REQUIRED WORK
Please list every year that the text on DCT Gdańsk below mentions, each year once.

(TEXT UNDER STUDY Opens)

DCT Gdańsk is the largest container terminal on the Baltic Sea. Since the start of its operations in 2007, two deep-water quays (T1 and T2 – launched in 2007 and 2016 respectively) have been built with a total capacity of 3 million Twenty-Foot Equivalent Units (TEUs).

With the construction of the new terminal, known as “Baltic Hub 3”, a third deep-water quay located at the new port area will be created, increasing the handling capacity of DCT Gdańsk by 1.5 million TEUs, to 4.5 million TEUs. The investment is worth Euro 450 million, and the third deep-water quay will be 717-metre-long with a depth of 18.0m and 36 hectares of yard will be built.

The Baltic Hub 3 project also involves the purchase of 7 quay cranes that are able to handle the world’s largest vessels, and 20 semi-automated Rail Mounted Gantry cranes for the container yard, which will be remotely operated by operators located in ergonomically-designed workspaces. This will allow for a safer, efficient, modern and more comfortable working environment 365 days of the year.

The construction is planned to start in 2Q2022 and Baltic Hub 3 is scheduled to be operational by mid-2024.

When completed, DCT Gdańsk will be among the largest container terminals in Europe in terms of handling capacity and be able to continue serving and supporting the fast-growing Polish economy, the Central and Eastern European (CEE) and the Baltic countries.

(TEXT UNDER STUDY Closes)
(ENTRIES SHOWN Opens)

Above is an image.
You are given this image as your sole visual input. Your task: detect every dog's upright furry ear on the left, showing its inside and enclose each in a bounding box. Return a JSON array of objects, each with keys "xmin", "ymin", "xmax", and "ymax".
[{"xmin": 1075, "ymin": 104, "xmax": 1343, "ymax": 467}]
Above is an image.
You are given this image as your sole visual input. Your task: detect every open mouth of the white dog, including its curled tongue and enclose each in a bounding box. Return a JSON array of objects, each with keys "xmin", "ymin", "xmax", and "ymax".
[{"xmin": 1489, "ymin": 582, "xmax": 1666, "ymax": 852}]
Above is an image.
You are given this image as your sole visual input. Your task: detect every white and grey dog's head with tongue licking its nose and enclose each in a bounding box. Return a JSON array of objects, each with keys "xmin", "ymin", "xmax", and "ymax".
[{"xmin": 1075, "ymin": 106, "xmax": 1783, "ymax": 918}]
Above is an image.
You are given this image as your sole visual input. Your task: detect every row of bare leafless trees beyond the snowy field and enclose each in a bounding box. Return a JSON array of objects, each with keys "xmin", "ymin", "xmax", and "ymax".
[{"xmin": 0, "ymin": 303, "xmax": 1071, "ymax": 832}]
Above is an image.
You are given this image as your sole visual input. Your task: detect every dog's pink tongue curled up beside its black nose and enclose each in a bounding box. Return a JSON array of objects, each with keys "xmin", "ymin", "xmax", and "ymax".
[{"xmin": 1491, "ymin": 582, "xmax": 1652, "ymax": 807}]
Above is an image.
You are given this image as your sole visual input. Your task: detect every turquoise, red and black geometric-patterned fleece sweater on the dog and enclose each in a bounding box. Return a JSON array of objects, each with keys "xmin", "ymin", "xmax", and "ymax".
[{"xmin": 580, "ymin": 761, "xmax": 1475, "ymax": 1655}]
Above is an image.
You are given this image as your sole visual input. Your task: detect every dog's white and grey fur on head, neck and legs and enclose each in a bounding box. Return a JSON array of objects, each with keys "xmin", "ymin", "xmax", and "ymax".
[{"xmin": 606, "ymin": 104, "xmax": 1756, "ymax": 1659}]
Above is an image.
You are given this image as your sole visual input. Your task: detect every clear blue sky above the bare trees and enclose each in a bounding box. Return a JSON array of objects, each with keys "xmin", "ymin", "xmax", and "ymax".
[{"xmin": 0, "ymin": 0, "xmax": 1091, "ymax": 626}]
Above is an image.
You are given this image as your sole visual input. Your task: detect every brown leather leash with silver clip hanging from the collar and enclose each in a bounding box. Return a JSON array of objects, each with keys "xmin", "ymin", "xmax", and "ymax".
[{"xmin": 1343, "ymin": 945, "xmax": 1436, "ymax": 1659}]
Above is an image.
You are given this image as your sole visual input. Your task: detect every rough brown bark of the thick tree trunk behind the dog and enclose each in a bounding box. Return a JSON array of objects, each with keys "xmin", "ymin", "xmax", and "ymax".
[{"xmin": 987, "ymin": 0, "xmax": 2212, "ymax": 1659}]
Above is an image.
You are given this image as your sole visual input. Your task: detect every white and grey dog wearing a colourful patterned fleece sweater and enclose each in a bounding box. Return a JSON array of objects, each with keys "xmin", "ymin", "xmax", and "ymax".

(ENTRIES SHOWN Closes)
(ENTRIES SHOWN Opens)

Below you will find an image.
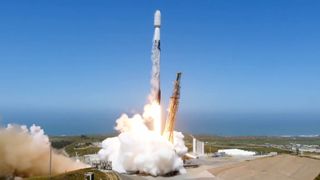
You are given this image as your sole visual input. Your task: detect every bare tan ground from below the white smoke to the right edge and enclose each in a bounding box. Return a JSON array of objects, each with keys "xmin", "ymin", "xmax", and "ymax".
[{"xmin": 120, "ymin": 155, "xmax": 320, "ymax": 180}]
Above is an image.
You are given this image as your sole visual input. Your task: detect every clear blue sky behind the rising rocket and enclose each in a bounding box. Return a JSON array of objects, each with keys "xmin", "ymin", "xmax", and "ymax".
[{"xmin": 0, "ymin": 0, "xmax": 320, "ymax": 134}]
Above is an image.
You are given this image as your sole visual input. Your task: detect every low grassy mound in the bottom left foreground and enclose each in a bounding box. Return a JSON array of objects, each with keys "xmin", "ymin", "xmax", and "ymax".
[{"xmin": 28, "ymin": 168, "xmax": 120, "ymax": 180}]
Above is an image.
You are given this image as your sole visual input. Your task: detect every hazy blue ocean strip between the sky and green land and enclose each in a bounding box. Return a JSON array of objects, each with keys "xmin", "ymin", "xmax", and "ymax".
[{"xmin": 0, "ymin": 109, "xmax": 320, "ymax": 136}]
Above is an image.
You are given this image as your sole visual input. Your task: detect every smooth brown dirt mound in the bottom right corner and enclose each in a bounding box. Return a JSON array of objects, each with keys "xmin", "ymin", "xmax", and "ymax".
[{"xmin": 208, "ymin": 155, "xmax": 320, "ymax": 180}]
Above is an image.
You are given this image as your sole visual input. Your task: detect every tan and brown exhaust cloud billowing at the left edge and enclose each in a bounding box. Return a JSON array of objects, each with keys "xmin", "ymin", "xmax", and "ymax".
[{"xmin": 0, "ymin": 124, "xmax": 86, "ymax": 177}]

(ENTRIES SHOWN Closes)

EXERCISE OUTPUT
2007
2016
2022
2024